>>>>

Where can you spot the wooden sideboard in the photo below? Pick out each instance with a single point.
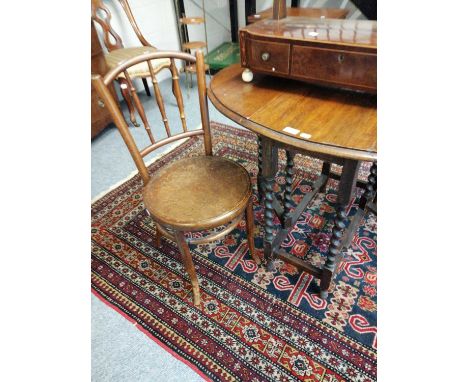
(318, 13)
(331, 52)
(100, 117)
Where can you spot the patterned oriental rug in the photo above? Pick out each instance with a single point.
(252, 325)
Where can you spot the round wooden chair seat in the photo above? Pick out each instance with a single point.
(197, 193)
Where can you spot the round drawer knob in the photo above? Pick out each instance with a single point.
(265, 56)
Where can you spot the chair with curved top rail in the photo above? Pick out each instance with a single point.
(192, 194)
(117, 54)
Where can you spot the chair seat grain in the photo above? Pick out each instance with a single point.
(200, 192)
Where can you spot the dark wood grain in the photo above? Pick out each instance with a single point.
(340, 123)
(329, 13)
(342, 129)
(329, 52)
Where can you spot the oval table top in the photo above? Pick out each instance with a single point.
(316, 119)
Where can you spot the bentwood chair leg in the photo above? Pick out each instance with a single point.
(124, 88)
(189, 267)
(249, 219)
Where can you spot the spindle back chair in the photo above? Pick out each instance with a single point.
(192, 194)
(118, 53)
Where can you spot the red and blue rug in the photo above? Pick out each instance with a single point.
(252, 325)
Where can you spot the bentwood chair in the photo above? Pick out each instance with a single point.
(117, 54)
(193, 194)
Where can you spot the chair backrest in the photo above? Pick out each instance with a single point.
(101, 15)
(101, 84)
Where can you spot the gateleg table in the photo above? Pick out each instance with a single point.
(332, 125)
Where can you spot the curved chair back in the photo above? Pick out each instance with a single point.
(101, 84)
(101, 15)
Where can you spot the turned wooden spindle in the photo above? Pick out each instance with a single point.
(250, 228)
(333, 250)
(325, 171)
(288, 202)
(259, 174)
(269, 225)
(139, 106)
(125, 90)
(159, 100)
(371, 187)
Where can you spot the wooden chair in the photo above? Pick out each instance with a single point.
(117, 54)
(192, 194)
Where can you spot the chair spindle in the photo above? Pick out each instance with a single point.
(158, 97)
(177, 93)
(139, 107)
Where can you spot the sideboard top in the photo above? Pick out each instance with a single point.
(347, 32)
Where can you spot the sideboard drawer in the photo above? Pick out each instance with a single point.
(346, 68)
(269, 56)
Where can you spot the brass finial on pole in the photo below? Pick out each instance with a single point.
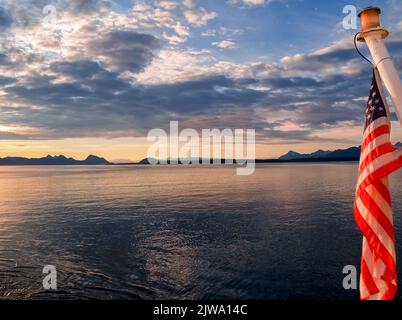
(373, 35)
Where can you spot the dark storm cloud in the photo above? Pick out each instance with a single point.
(94, 99)
(87, 6)
(125, 50)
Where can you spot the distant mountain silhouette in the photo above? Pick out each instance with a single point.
(352, 153)
(52, 160)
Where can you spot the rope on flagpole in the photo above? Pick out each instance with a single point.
(359, 52)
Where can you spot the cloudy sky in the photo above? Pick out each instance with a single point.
(94, 76)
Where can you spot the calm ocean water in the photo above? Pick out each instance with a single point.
(141, 232)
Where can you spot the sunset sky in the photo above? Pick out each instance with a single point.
(101, 74)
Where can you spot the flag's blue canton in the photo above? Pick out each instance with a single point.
(375, 105)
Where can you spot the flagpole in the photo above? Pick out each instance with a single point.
(374, 36)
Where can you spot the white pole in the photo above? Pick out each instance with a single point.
(386, 67)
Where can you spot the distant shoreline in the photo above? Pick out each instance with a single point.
(258, 161)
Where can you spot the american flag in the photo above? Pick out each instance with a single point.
(372, 210)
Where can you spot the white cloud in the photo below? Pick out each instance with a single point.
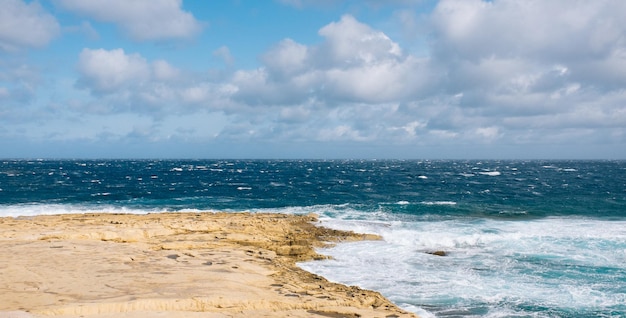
(223, 52)
(25, 25)
(349, 42)
(105, 71)
(491, 79)
(140, 19)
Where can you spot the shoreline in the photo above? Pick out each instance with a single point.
(174, 265)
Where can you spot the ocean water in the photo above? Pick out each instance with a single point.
(521, 238)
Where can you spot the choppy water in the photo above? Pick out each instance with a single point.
(522, 238)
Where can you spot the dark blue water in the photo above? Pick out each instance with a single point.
(524, 238)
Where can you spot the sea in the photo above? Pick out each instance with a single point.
(515, 238)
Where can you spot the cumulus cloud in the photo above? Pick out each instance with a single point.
(105, 71)
(25, 25)
(140, 19)
(491, 77)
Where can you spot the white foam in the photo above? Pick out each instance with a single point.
(491, 173)
(438, 202)
(489, 262)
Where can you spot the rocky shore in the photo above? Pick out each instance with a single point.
(174, 265)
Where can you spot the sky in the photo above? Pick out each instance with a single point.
(313, 79)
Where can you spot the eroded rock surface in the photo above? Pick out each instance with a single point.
(174, 265)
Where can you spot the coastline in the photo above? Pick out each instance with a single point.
(174, 265)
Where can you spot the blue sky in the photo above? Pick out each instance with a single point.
(513, 79)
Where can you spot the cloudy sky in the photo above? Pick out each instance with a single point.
(313, 79)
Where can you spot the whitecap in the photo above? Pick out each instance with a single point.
(491, 173)
(438, 202)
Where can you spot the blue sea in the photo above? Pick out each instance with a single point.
(521, 238)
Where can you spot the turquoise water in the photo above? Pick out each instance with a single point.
(522, 238)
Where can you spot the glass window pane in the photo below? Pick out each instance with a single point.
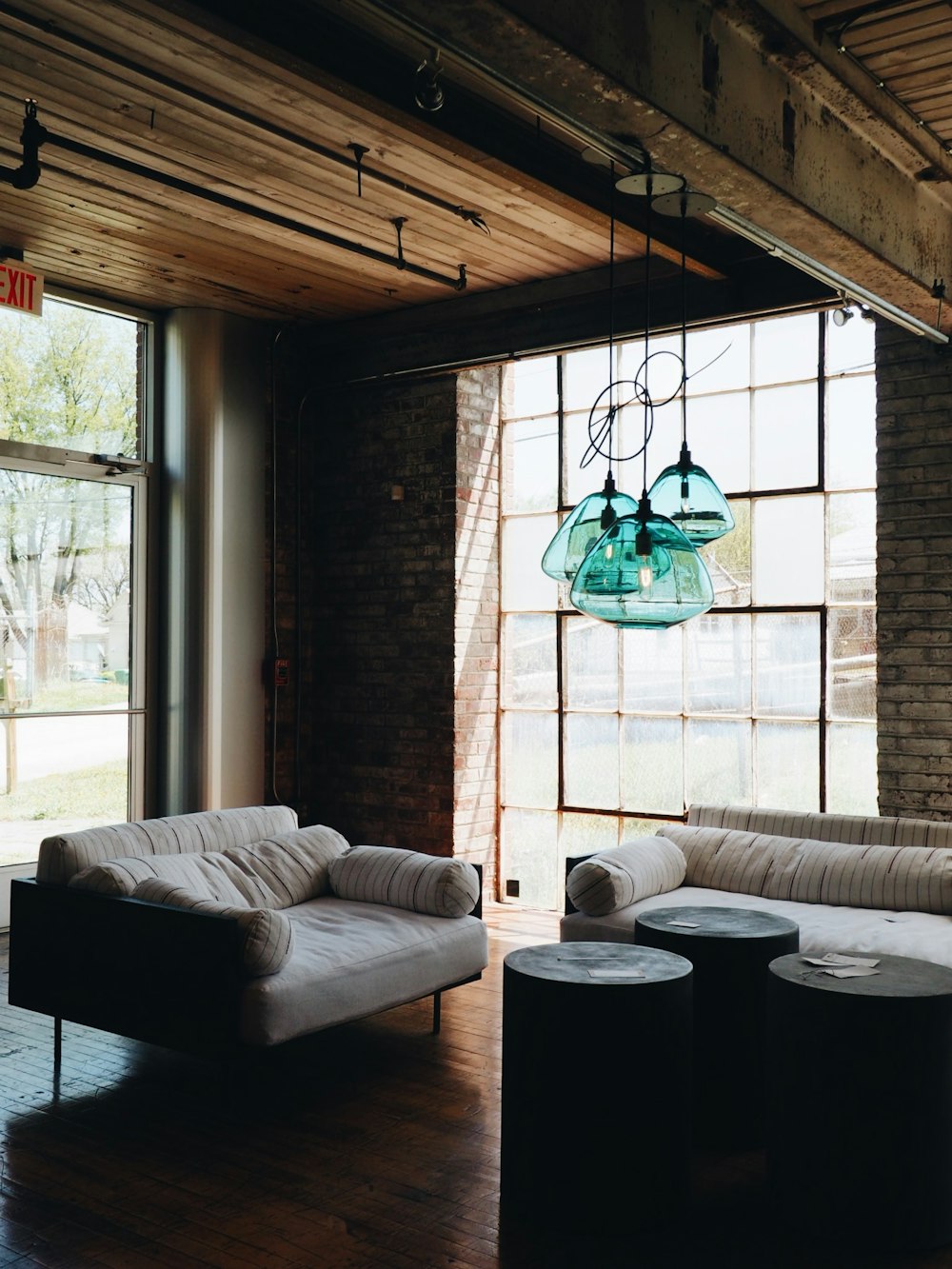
(719, 664)
(786, 349)
(786, 437)
(788, 549)
(653, 765)
(529, 759)
(585, 374)
(528, 854)
(664, 369)
(719, 359)
(525, 585)
(718, 762)
(851, 769)
(852, 663)
(851, 433)
(592, 761)
(585, 834)
(851, 347)
(787, 765)
(787, 675)
(852, 548)
(529, 662)
(70, 380)
(653, 679)
(531, 465)
(729, 560)
(531, 387)
(590, 664)
(719, 437)
(65, 583)
(581, 481)
(60, 774)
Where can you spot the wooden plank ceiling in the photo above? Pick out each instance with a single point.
(190, 164)
(905, 49)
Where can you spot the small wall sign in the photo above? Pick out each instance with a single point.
(21, 288)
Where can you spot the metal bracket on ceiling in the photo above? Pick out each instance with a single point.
(30, 138)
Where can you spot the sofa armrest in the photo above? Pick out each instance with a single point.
(147, 971)
(570, 862)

<<<<

**INSTRUCTIONS TO FOLLOW**
Output the entries above exactly, without their pictures.

**TASK RESULT**
Where can you spot the wooden sideboard in the photo below? Pick out each instance with a single point.
(318, 13)
(331, 52)
(100, 117)
Where can you spot the patterned oriental rug in the photo above? Pick out each instance with a single point.
(252, 325)
Where can you spot the round wooden chair seat in the photo above? Pick out each instance with a single point.
(197, 193)
Where can you spot the round drawer knob in the photo above? Pick out each instance with a single point.
(265, 56)
Where can you spot the chair with curved top rail in the photo above? Pick out each instance with a single point.
(192, 194)
(117, 54)
Where can you spot the chair seat grain in the photo above? Pick out each instance with a single point.
(200, 192)
Where can you spot the dark wood grain in the photo above? Pick out each instance with a single point.
(340, 123)
(329, 13)
(342, 129)
(329, 52)
Where can you spot the oval table top in the photo above? Pick out each instance with a single point.
(316, 119)
Where can you spot the bentwood chair leg in the photo above? Pick out each instance with a single point.
(124, 88)
(189, 267)
(249, 219)
Where can you spot the spindle back chair in the photo above? Pick out each instance with a single point.
(192, 194)
(118, 53)
Where can you spot the red and blue rug in the photo above? Pick out each instance with a single point.
(252, 325)
Where can you spot the bentwood chair in the photo above? Pick out each instance with a single point.
(117, 54)
(193, 194)
Where can you spot the chair backrest in the photo above? Pick out each instance with a single point.
(101, 15)
(101, 84)
Where can you spot the gateleg table in the photo above? Pick out each instance with a single point.
(332, 125)
Where can you spot the curved chair back in the photo above? Pick out each instance with a single point.
(101, 84)
(101, 15)
Where can you spot the turned wooden spindle in the photo above? Pick out each instance with a single point.
(250, 228)
(333, 250)
(325, 171)
(288, 202)
(259, 174)
(269, 225)
(139, 106)
(125, 90)
(159, 100)
(371, 187)
Where can you spot the wooden chair in the photo above? Pick out each instance with a single point.
(117, 54)
(192, 194)
Where can you spot the chair spindle in the photo above? Pick out each instance with a single point.
(158, 97)
(177, 93)
(139, 107)
Where can you spot the sideboard top in the photo above? Pick out each instance with a single point.
(347, 32)
Where can you spot the sideboard drawer in the photo above? Pick out each instance with a single point.
(346, 68)
(269, 56)
Where can you spot the brass finial on pole in the photo below? Pick out each instance with a single point.
(373, 35)
Where can you spot the dark storm cloud in the photo above? Pick out each instance with a single point.
(94, 99)
(87, 6)
(125, 50)
Where can you spot the distant mountain silhouette in the photo above? Pick out each instance with a single point.
(352, 153)
(52, 160)
Where can you spot the rope on flagpole in the photo above? Pick out each instance with a single point.
(359, 52)
Where can you spot the cloudy sky in the photo above? Pick out each instance with a single point.
(94, 76)
Where can you spot the calm ocean water in the photo above? Pick out each instance with a single point.
(141, 232)
Where can you spot the sunset sky in the photo above? Pick out each instance with a single point.
(101, 74)
Where can you spot the flag's blue canton in the photo above? Pick out each instance with a single point.
(375, 105)
Where can you spot the flagpole in the photo above? Pick out each instance with a single point.
(374, 36)
Where can you spot the white pole in the photo above? Pick out each instance with a single point.
(386, 67)
Where can you spot the distant shoreline in the photo above? Pick out each instance with a single point.
(258, 161)
Where can you spot the american flag in the photo above? Pick out each instance with a single point.
(372, 210)
Where can you spot the white cloud in the photo below? Pick out each instance with a single point.
(223, 52)
(25, 25)
(349, 42)
(105, 71)
(491, 79)
(140, 19)
Where can you spot the shoreline in the photo above? Pick out each instance with a single point.
(174, 265)
Where can you spot the ocean water in the photo above? Pick out each instance with a single point.
(521, 238)
Where can you spot the choppy water in the photo above? Pick out each instance with a single point.
(522, 238)
Where can you spot the dark blue water in the photo above? Pick out each instance with a single point.
(524, 238)
Where can you spot the sea in the photo above? Pick out each instance with a single point.
(515, 238)
Where can you spot the cumulus cloud in the photo above? Pick out each instance with a single point.
(105, 71)
(25, 25)
(140, 19)
(491, 77)
Where can you spot the white foam in the photo above? Pick out each instance with a single point.
(491, 173)
(438, 202)
(489, 262)
Where can you spot the rocky shore in the photo above? Pick out each instance with a single point.
(174, 265)
Where can you spot the sky in the photo above? Pick out each instance with a single point.
(313, 79)
Where can you spot the eroded rock surface in the photo above? Pick out each instance with a single point.
(174, 265)
Where can you spot the coastline in the photo above? Pick out each instance with a single point.
(174, 265)
Where can you spot the blue sky in the photo above? Pick out each instance with a single point.
(513, 79)
Where can you spot the cloudy sky in the photo above? Pick out each instance with a single point.
(313, 79)
Where can you spot the whitecap in the photo above? Pick out each instance with a single point.
(491, 173)
(438, 202)
Where can you spot the blue sea in the photo above? Pick out each instance with a single point.
(521, 238)
Where can you spot the turquoise water in the photo above? Pick out each instance with a single point.
(522, 238)
Where can you spot the glass window pane in the photo below? Pick out each instance with a single point.
(719, 664)
(786, 349)
(786, 437)
(788, 549)
(653, 765)
(529, 759)
(585, 374)
(528, 854)
(664, 369)
(719, 359)
(525, 585)
(718, 762)
(851, 769)
(852, 663)
(851, 433)
(592, 761)
(585, 834)
(851, 347)
(787, 765)
(787, 675)
(852, 548)
(529, 662)
(70, 380)
(653, 679)
(531, 465)
(729, 560)
(531, 387)
(590, 664)
(719, 437)
(65, 583)
(581, 481)
(60, 774)
Where can you spot the wooden plank ceiling in the photo above? Pick out each instance with a single point.
(190, 164)
(905, 49)
Where can you spot the small wall sign in the photo above? Pick out each instance with a single point.
(21, 288)
Where can you spot the metal bracket on ceiling in the photo above? Pick out each instance with a single point.
(30, 138)
Where can you spot the sofa armrest in the photo above? Pick out each instance with a single point.
(147, 971)
(570, 862)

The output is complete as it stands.